◆ **GIVEN INSTRUCTION**
Omit the images, then output each of the records below exactly.

Start of ENTRIES SHOWN

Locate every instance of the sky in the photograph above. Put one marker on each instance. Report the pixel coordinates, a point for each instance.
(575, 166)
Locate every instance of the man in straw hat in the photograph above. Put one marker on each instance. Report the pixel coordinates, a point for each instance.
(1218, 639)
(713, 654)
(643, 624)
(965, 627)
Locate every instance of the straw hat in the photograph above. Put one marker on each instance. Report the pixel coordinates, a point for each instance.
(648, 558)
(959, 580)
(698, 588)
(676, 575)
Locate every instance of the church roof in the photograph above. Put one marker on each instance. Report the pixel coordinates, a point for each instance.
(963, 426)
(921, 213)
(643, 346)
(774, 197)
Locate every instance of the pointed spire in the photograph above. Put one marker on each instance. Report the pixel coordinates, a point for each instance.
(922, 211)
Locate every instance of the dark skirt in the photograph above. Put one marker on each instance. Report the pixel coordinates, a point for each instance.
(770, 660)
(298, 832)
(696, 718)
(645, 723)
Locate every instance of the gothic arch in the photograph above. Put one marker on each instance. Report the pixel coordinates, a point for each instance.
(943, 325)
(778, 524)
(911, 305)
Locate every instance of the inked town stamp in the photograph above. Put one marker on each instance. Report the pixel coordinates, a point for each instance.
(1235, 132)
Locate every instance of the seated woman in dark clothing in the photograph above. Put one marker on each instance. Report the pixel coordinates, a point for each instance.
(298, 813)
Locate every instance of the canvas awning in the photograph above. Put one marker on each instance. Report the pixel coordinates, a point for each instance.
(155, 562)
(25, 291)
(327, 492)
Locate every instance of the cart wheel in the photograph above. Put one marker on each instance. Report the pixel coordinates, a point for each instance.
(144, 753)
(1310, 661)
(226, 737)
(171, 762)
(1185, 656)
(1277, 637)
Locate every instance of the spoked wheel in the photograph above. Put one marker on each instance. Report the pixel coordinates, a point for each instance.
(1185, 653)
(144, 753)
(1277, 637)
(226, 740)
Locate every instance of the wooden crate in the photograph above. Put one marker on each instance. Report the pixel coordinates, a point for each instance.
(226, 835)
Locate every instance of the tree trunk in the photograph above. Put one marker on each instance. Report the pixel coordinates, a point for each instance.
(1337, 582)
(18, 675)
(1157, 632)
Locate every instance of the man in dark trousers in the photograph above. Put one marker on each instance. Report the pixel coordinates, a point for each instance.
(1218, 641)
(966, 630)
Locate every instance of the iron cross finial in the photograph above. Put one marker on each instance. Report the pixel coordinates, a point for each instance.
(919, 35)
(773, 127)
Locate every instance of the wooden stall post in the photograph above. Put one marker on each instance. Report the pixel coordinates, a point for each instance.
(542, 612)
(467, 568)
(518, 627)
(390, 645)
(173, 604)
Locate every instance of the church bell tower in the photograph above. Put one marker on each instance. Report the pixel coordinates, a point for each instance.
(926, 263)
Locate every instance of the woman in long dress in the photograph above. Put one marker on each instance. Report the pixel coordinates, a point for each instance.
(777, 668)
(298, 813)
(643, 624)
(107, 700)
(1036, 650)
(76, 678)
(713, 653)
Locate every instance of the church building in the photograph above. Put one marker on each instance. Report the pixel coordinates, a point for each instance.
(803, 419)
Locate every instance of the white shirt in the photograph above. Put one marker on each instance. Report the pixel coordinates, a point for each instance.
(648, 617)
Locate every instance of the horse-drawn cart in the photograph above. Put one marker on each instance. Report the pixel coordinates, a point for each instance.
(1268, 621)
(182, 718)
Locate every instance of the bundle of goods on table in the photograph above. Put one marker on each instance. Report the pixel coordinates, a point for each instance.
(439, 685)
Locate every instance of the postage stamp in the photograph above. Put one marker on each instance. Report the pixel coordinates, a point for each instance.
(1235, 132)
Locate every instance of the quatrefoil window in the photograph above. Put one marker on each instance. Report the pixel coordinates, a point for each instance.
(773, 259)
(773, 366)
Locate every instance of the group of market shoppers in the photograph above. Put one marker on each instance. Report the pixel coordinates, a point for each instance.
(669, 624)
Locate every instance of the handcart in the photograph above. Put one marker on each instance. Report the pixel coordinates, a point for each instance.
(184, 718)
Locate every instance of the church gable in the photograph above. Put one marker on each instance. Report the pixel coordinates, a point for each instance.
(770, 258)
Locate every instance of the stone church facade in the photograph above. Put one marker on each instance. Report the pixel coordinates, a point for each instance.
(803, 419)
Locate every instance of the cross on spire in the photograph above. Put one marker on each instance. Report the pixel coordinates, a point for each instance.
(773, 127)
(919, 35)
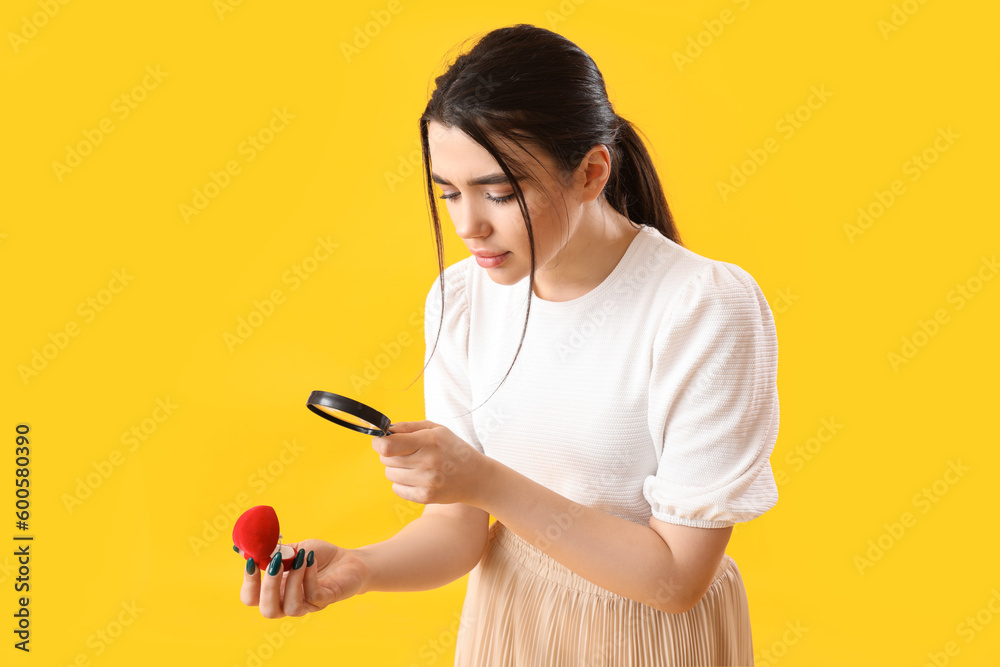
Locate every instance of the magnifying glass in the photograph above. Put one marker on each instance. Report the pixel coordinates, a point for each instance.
(349, 413)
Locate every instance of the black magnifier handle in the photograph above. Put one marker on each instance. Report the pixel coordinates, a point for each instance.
(365, 418)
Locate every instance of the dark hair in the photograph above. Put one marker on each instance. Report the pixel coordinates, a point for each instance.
(525, 83)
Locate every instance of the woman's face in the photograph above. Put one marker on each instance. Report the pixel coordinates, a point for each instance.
(487, 217)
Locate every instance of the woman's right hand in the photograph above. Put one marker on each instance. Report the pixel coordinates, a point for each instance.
(336, 574)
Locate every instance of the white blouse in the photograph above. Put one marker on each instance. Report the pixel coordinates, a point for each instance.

End of ENTRIES SHOWN

◆ **THE RESPONSE**
Locate every instance of the sky in the photograph above. Put one marker on each instance. Report the pixel coordinates, a point for each instance.
(575, 166)
Locate every instance of the man in straw hat in the photograph above. Put one marker on each instance. Report the pixel coordinates, a point for each instance.
(1218, 639)
(713, 654)
(643, 624)
(965, 627)
Locate every instance of the straw hat in the photograph above. Put one marker on each instance. Report the pixel coordinates, a point for each instance.
(648, 558)
(959, 580)
(698, 588)
(676, 575)
Locate every instance of the church roof in the photograph above. Put one marker on each instance. Report the pixel coordinates, a point for each instance.
(963, 426)
(921, 213)
(643, 346)
(774, 197)
Locate every instance of the pointed spire in the photograph above. Put one marker on each instance. Report the pixel coordinates, a point for each instance.
(922, 211)
Locate every instance of the dark skirt in the photograph above. Put one marker on each instance. Report the pixel coordinates, a point for each instance.
(770, 660)
(298, 832)
(696, 718)
(645, 723)
Locate every instance of the gothic arch in the photograph above. Put one marker on each instance. Report the pixel coordinates, a point for each instance.
(943, 325)
(778, 524)
(911, 305)
Locate every instance of the inked town stamp in the photograph above. Put one marker on each instance. Report the pixel coordinates, a point for each instance.
(1235, 132)
Locate every instance of the seated woman in dark clothing in the photograph above. Put one marker on each instance. Report the pixel coordinates, a point for each instance.
(298, 813)
Locate every instance of the canvas awning in the photograph above. Put one marker on each instance. Report the pixel coordinates, a point for each instance.
(155, 562)
(25, 291)
(327, 492)
Locate every instance of the cart wheel in the photograph above. Put one marker on each instance. Report the pixel coordinates, a point for each instance.
(144, 753)
(1310, 661)
(226, 737)
(171, 762)
(1185, 656)
(1277, 637)
Locate every instance of the spoked wheel in the photograph above. Put one marker on each instance. Report the pixel coordinates, a point for each instance.
(1185, 653)
(144, 753)
(1277, 637)
(226, 740)
Locate every instance of the wooden crate in the photograph above. Put one marker on each instance. Report the pixel coordinates, a point for each instance.
(226, 835)
Locate every instance of the tree trunk in the photograph above. Put one marker on each instance. Report the pixel coordinates, a point for each instance.
(1337, 582)
(18, 675)
(1157, 632)
Locate every instance of the man in dark trousers in the photograph above. Put one marker on each instance. Report the pixel coordinates, a point for each instance.
(1218, 641)
(966, 630)
Locate every instance of the iron cross finial in the photograph above. Put one marker on each instance. Report the pixel coordinates, a point for each instance.
(919, 35)
(773, 127)
Locate every instance of the wooden stall post in the photograph above. Put one marker on each instance. Report the pixel coordinates, a point for each instance.
(542, 612)
(467, 568)
(518, 627)
(390, 645)
(173, 604)
Locate every instance of the church bell tower in the photograph above. Put one marker on each instance. Report the pixel coordinates, a point for each instance.
(926, 263)
Locate every instance of the woman in long dress in the photograph above. Put one marker on each instance. Report the pixel coordinates, a point for each instance.
(777, 668)
(298, 813)
(643, 624)
(107, 700)
(1036, 650)
(76, 678)
(713, 653)
Locate every instance of the church building in the photograph above. Put one marker on each instance. Report the pixel coordinates, a point for each instance.
(803, 419)
Locate every instance of the white shirt in the photograph above. Put one marker on each instance. Report the pixel coordinates, a point for each instance.
(648, 617)
Locate every instance of the horse-drawn cart in the photograph above. Put one marker on each instance. Report the pixel coordinates, a point for each instance.
(1268, 621)
(182, 718)
Locate every instance of the bundle of goods on table in the photograph above. Put one marker on each instance. Report the pixel coordinates, a point for each instance.
(439, 685)
Locate every instance of the postage stamp in the photograph above. Put one marker on each instance. Report the pixel coordinates, a point for each instance.
(1235, 132)
Locate every instance of the quatrefoil window in the photograph above. Put one marker on each instance. Report the pixel coordinates, a point for each instance.
(773, 259)
(773, 366)
Locate every instance of the group of market shoppers in the photograph above. Put one marker on each instance. Report the pixel coordinates, a point for each instance.
(669, 624)
Locate every instance of the handcart in the photograph above. Put one marker on each instance. Report the pixel coordinates, a point for each instance.
(184, 718)
Locate every instance of the church gable in the photograph above. Put one marker on each instance. Report the pixel coordinates, a point for each instance.
(770, 258)
Locate every instance of the stone church facade in the photograph above. Put one marker on each instance. Report the pixel coordinates, a point for each instance.
(803, 419)
Locate every instance of the cross on spire in the photograph above. Put one marker on each instance. Report the pixel coordinates, a point for each instance.
(773, 127)
(919, 35)
Locate every instance of the magnifying glass in the photograph above. Put one marker on each instance. Report the pixel coordinates, a point for each instance.
(349, 413)
Locate every instance of the black magnifier handle in the photograph above. Put one marker on each instance. Report the pixel coordinates, a point for each instance.
(365, 418)
Locate every instance of the dark hair in the photograph above. Put one marker on each instance. Report the pixel coordinates, a point for each instance.
(525, 83)
Locate every instance of the woman's face in the photograph above. Put one marker on each instance. Report the pixel coordinates, a point for each instance.
(487, 217)
Locate every instance of the woman's right hand in the photograph above. Put one marker on each instance. Report the pixel coordinates, a point for each instance.
(336, 574)
Locate every instance of the white blouse in the photograph above. Put one marker on each instance. Report the pixel coordinates, a point for each instance.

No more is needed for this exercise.